What is expected: Please lay out the listing as a Markdown table with the columns Row and Listing line, from its first line through the line containing "120,208 -> 140,248", both included. Give each line its own numbered row and skip blank lines.

[Bounding box annotation entries]
+ + + +

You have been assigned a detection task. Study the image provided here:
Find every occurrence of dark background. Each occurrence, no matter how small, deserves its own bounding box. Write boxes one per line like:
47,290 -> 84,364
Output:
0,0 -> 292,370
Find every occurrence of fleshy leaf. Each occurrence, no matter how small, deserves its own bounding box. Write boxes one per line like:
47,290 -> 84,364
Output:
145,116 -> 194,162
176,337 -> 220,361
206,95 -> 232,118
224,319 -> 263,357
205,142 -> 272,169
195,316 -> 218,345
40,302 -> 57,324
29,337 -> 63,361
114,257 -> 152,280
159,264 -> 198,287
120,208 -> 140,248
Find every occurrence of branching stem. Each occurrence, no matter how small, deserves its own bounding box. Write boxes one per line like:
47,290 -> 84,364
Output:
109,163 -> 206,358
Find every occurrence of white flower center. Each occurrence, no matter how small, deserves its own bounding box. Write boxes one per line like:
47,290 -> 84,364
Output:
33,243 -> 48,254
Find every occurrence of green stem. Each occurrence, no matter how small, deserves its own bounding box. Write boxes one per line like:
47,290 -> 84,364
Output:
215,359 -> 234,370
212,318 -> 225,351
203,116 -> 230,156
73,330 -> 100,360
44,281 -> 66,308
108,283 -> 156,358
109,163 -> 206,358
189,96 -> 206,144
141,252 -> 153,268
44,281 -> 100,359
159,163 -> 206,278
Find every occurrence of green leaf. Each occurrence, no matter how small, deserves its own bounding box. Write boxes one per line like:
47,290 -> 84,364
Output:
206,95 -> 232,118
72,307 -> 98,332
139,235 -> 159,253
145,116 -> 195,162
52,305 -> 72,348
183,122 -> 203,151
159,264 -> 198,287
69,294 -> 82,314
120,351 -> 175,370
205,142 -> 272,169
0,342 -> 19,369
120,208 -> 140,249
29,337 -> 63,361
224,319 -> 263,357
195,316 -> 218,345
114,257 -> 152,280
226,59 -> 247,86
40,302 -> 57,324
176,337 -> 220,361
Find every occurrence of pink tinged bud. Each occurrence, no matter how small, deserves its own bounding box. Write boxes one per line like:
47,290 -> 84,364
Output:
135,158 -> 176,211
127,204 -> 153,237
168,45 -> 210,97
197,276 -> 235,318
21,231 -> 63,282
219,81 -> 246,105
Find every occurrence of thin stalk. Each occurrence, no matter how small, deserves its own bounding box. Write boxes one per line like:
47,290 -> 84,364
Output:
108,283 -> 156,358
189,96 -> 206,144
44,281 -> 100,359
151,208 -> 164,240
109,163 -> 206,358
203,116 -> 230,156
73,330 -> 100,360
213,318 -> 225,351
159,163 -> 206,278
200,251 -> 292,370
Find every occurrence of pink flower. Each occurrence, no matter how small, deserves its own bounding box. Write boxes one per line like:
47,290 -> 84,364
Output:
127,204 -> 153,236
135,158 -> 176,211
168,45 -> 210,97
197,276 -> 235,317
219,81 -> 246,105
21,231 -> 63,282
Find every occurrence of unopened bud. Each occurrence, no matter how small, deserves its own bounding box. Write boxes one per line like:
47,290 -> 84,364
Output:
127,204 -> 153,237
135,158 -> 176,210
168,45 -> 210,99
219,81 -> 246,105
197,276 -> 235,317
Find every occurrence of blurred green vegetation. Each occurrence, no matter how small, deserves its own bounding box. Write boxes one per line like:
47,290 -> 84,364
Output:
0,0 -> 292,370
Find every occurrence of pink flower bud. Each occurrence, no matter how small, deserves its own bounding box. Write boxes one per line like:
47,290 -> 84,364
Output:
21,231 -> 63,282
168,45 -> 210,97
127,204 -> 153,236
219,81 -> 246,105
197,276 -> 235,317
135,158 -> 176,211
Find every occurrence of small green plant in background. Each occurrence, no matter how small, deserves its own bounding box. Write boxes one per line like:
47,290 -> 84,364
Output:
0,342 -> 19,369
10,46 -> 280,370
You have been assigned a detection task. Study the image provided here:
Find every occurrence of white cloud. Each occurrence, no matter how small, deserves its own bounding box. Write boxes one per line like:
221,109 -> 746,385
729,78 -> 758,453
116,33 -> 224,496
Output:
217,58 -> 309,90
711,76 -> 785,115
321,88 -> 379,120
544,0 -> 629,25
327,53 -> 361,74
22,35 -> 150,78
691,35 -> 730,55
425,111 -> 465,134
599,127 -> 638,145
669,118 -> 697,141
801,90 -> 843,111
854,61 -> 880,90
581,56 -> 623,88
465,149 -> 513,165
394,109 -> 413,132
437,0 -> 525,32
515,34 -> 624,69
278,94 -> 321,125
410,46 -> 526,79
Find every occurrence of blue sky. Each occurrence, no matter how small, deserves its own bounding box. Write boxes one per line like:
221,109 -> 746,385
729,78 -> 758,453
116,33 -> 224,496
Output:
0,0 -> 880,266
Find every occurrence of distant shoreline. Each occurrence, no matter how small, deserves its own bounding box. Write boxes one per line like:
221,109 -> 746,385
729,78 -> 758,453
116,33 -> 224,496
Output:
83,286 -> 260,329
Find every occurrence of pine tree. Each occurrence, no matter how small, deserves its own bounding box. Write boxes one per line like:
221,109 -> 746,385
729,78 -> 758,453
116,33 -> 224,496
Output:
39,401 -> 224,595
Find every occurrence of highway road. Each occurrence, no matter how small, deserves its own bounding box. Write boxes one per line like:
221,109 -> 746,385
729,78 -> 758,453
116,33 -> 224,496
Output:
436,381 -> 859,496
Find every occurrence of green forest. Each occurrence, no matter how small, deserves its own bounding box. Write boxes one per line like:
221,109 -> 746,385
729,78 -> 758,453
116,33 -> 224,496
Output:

+ + + +

Solved problem:
| Row | Listing line |
|---|---|
| 1 | You have been assigned a detection task. Study the image provided here: |
| 2 | Find every occurrence of dark background. Each occurrence, no matter how small, deserves its own bounding box. Write boxes one per line like: |
| 3 | 47,290 -> 84,364 |
| 4 | Output: |
| 5 | 0,0 -> 292,370 |
| 6 | Find every occurrence of fleshy leaf. Each occurrence, no matter how small, deserves its own bounding box. Write boxes one per line like: |
| 7 | 47,290 -> 84,364 |
| 8 | Output: |
| 9 | 145,116 -> 194,162 |
| 10 | 176,337 -> 220,361 |
| 11 | 206,95 -> 232,118 |
| 12 | 224,319 -> 263,357 |
| 13 | 205,142 -> 272,169 |
| 14 | 195,316 -> 218,345 |
| 15 | 40,302 -> 57,324 |
| 16 | 29,337 -> 63,361 |
| 17 | 114,257 -> 152,280 |
| 18 | 159,264 -> 198,287 |
| 19 | 120,208 -> 140,248 |